▶ [Job]: Give back the entire listing below, line for line, with nothing changed.

▶ [Dataset extract]:
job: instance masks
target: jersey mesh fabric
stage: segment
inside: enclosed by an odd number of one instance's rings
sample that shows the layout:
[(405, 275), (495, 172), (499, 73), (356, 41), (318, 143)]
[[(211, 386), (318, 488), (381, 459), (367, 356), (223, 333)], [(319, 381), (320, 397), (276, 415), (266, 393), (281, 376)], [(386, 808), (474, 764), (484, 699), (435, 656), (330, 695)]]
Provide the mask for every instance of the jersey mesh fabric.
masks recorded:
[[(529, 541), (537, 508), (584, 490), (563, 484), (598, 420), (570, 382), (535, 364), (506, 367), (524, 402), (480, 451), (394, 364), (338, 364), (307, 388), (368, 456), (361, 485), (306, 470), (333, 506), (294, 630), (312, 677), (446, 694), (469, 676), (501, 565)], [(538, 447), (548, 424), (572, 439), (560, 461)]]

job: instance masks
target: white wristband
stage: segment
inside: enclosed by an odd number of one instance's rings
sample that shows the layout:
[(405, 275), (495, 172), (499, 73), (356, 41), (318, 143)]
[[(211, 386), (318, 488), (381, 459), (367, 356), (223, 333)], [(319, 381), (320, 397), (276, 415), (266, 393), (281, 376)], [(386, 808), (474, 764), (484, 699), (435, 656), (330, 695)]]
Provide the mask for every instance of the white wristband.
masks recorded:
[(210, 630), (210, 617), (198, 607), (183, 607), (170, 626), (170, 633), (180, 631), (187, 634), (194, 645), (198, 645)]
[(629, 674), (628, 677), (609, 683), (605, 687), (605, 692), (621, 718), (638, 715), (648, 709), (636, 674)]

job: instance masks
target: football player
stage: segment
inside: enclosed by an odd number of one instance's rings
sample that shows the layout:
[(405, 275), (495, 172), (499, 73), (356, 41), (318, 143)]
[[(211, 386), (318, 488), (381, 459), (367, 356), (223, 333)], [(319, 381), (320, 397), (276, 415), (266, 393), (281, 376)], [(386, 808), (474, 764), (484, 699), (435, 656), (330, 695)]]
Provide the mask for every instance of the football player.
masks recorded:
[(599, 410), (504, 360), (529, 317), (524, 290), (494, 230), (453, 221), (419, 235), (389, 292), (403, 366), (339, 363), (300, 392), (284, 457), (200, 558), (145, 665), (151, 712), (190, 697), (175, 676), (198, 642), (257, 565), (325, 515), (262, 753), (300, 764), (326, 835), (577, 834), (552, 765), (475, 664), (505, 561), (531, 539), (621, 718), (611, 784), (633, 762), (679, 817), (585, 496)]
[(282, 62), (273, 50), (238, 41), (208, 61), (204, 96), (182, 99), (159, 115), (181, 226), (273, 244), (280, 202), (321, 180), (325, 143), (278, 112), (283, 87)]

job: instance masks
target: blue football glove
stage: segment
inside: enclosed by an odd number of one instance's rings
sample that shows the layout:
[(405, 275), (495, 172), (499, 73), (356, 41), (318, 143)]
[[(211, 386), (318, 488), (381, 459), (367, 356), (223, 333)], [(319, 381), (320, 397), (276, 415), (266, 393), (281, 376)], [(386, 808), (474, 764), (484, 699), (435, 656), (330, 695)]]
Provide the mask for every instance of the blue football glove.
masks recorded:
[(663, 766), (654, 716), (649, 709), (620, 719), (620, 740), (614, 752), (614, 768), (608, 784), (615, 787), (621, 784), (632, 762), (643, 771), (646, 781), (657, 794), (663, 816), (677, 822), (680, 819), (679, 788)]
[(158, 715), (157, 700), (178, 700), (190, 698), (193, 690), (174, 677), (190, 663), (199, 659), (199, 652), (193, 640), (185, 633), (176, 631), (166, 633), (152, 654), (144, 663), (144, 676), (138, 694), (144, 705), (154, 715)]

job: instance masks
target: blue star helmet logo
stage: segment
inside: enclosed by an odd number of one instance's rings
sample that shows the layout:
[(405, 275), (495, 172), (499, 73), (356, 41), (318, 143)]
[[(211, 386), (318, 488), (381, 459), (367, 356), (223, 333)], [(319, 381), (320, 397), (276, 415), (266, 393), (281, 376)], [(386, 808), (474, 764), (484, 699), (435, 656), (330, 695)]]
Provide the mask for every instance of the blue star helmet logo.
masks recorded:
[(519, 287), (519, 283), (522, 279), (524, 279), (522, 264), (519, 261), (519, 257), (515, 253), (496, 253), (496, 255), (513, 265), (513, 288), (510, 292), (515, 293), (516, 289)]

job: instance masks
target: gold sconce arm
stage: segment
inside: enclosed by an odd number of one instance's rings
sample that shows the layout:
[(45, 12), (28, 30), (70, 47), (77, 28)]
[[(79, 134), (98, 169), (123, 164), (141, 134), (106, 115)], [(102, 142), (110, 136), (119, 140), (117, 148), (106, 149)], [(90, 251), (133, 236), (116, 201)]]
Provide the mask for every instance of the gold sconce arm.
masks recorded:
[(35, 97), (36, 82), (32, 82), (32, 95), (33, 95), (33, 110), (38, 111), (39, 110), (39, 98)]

▶ [Output]:
job: instance masks
target: jersey mesh fabric
stage: segment
inside: enclosed by an odd number of one instance's rings
sample that shows the layout:
[(405, 275), (495, 172), (499, 73), (356, 41), (318, 143)]
[[(211, 386), (318, 488), (381, 459), (367, 356), (223, 333)], [(319, 381), (320, 397), (276, 415), (266, 393), (281, 376)], [(386, 808), (474, 764), (484, 699), (435, 656), (330, 695)]]
Provide the mask for every instance of the jersey mesh fabric.
masks recorded:
[[(529, 541), (537, 508), (584, 490), (563, 484), (598, 420), (570, 382), (535, 364), (506, 367), (524, 402), (480, 451), (394, 364), (338, 364), (307, 388), (368, 456), (361, 485), (306, 470), (333, 506), (294, 630), (312, 677), (446, 694), (469, 676), (501, 565)], [(538, 447), (548, 424), (572, 439), (560, 461)]]

job: instance masks
target: white wristband
stage: segment
inside: enclosed by an odd number of one instance's rings
sample that shows the layout:
[(405, 275), (495, 172), (499, 73), (356, 41), (318, 143)]
[[(211, 386), (318, 488), (381, 459), (367, 356), (223, 333)], [(319, 381), (320, 397), (276, 415), (266, 393), (281, 376)], [(386, 808), (474, 764), (484, 699), (435, 656), (330, 695)]]
Provide the mask for every instance of the white wristband.
masks recorded:
[(210, 630), (210, 617), (198, 607), (183, 607), (170, 626), (170, 633), (180, 631), (187, 634), (194, 645), (198, 645)]
[(629, 674), (628, 677), (609, 683), (605, 687), (605, 692), (621, 718), (638, 715), (648, 709), (636, 674)]

job: instance masks
target: football player
stage: segment
inside: enclosed by an odd number of one instance's rings
sample that shows the layout:
[(405, 275), (495, 172), (499, 73), (356, 41), (318, 143)]
[[(211, 386), (318, 488), (381, 459), (367, 356), (223, 333)], [(319, 381), (320, 397), (276, 415), (266, 393), (281, 376)], [(386, 808), (474, 764), (484, 699), (435, 656), (330, 695)]]
Provide the mask for every instance of the football player.
masks recorded:
[(599, 410), (504, 360), (529, 317), (524, 290), (494, 230), (453, 221), (419, 235), (389, 292), (403, 366), (339, 363), (300, 392), (284, 457), (200, 558), (145, 665), (151, 712), (190, 697), (175, 676), (198, 642), (257, 565), (325, 515), (262, 753), (300, 764), (326, 835), (577, 834), (552, 765), (475, 664), (505, 561), (531, 539), (621, 718), (611, 784), (633, 762), (679, 817), (585, 496)]
[(282, 62), (273, 50), (238, 41), (208, 61), (204, 96), (182, 99), (159, 115), (181, 226), (273, 244), (280, 202), (321, 180), (325, 143), (278, 112), (283, 87)]

job: instance masks
target: blue football glove
stage: segment
inside: enclosed by an odd number of one instance's rings
sample that shows the layout:
[(405, 275), (495, 172), (499, 73), (356, 41), (318, 143)]
[[(211, 386), (318, 488), (381, 459), (367, 356), (223, 333)], [(319, 381), (320, 397), (276, 415), (266, 393), (281, 376)], [(386, 808), (474, 764), (484, 699), (435, 656), (330, 695)]]
Provide the mask for every instance of the blue football glove.
masks recorded:
[(663, 766), (654, 716), (649, 709), (620, 719), (620, 740), (614, 752), (614, 768), (608, 784), (615, 787), (621, 784), (632, 762), (643, 771), (646, 781), (657, 794), (663, 816), (677, 822), (680, 819), (679, 788)]
[(158, 715), (157, 700), (178, 700), (190, 698), (193, 690), (174, 677), (190, 663), (199, 659), (199, 652), (193, 640), (185, 633), (176, 631), (166, 633), (152, 654), (144, 663), (144, 676), (138, 694), (144, 705), (154, 715)]

job: instance masks
target: blue star helmet logo
stage: segment
inside: enclosed by an odd number of one instance's rings
sample that shows the layout:
[(405, 275), (495, 172), (499, 73), (356, 41), (318, 143)]
[[(211, 386), (318, 488), (381, 459), (367, 356), (223, 333)], [(319, 381), (320, 397), (276, 415), (266, 393), (281, 376)], [(386, 808), (474, 764), (484, 699), (435, 656), (330, 695)]]
Provide the mask for every instance of the blue star helmet logo.
masks recorded:
[(519, 287), (519, 283), (522, 279), (524, 279), (522, 264), (519, 261), (519, 257), (515, 253), (496, 253), (496, 255), (513, 265), (513, 288), (510, 292), (515, 293), (516, 289)]

job: instance masks
target: gold sconce arm
stage: segment
inside: enclosed by an odd number of one instance's rings
sample that shows the layout:
[(45, 12), (28, 30), (70, 47), (77, 28)]
[[(79, 134), (98, 169), (123, 164), (141, 134), (106, 115)], [(102, 142), (110, 136), (119, 140), (117, 148), (106, 149)], [(90, 251), (133, 236), (116, 201)]]
Provide the mask for every instance of the gold sconce arm.
masks recorded:
[(35, 97), (36, 82), (32, 82), (32, 95), (33, 95), (33, 110), (38, 111), (39, 110), (39, 98)]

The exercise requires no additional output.